## [Extrait choisi]
>>>>

L’art de faire découvrir

Je pense que si le Bal Jaune dure depuis dix-sept ans, c’est aussi parce qu’il cherche toujours à être découvreur

Son impulsion a changé radicalement les évènements mondains autour de la Fiac : Fabrice Bousteau a créé le Bal Jaune en 1997 avec Colette Barbier, fête mythique qui fait pulser l’art contemporain et révèle, depuis, les talents électroniques les plus pointus. Le rédacteur en chef de Beaux-Arts Magazine, qui avoue volontiers être un « boulimique » de connaissance et de création, nous a parlé de son parcours, de l’importance de la fête et du rôle de Paris dans l’art aujourd’hui. Rencontre.

Parlez-nous de votre parcours.

Avant d’être rédacteur en chef de Beaux Arts Magazine, j’étais ingénieur culturel : je concevais des concepts liés à la culture pour des entreprises et des villes. En parallèle, j’écrivais des comptes rendus de littérature pour Art Press, et je faisais de la radio chez BFM. Je suis devenu rédacteur en chef de Beaux Arts Magazine en 1997, un peu par un concours de circonstances, alors même que je trouvais le titre un peu trop bourgeois… Mais j’ai quand même proposé un projet de ce à quoi pourrait ressembler une version de Beaux Arts qui m’intéressait, et le directeur de Flammarion m’a nommé. Peu de temps après, j’ai commencé à faire de la radio chez France Culture, où à la demande de Laure Adler j’ai animé une émission qui s’appelait «Surexposition».

<<<<

## [Matériel fourni]
>>>>

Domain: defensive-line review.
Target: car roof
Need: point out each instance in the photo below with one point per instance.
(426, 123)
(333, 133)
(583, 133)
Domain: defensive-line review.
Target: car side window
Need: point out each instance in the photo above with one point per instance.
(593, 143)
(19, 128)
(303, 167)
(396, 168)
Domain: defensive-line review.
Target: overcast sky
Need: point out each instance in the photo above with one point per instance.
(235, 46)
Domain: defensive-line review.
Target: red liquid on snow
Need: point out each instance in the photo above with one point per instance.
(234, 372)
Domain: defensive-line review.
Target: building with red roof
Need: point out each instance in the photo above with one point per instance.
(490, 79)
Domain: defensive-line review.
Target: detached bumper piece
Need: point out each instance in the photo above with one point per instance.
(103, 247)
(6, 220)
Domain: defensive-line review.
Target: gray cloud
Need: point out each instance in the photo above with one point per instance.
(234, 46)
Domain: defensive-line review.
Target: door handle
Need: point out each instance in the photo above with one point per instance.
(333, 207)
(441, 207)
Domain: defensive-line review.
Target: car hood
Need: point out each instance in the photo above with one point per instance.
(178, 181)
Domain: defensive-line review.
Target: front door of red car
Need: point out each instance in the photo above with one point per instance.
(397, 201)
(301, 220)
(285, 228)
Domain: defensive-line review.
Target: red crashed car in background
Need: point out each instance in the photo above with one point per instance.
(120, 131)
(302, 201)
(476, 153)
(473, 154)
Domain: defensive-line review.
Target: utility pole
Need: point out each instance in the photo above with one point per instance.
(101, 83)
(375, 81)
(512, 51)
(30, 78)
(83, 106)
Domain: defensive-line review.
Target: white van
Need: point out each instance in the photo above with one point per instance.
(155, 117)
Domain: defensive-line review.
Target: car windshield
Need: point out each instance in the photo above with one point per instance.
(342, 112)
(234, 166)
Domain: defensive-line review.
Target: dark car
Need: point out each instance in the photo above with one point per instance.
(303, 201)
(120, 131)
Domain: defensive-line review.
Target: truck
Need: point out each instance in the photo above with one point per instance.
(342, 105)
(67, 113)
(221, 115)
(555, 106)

<<<<

## [Travail à faire]
Dans l'extrait choisi, recopiez tel quel le passage qui commence par « Son impulsion a » et qui s'arrête après « l’art aujourd’hui. Rencontre. ».

## [Solution proposée]
Son impulsion a changé radicalement les évènements mondains autour de la Fiac : Fabrice Bousteau a créé le Bal Jaune en 1997 avec Colette Barbier, fête mythique qui fait pulser l’art contemporain et révèle, depuis, les talents électroniques les plus pointus. Le rédacteur en chef de Beaux-Arts Magazine, qui avoue volontiers être un « boulimique » de connaissance et de création, nous a parlé de son parcours, de l’importance de la fête et du rôle de Paris dans l’art aujourd’hui. Rencontre.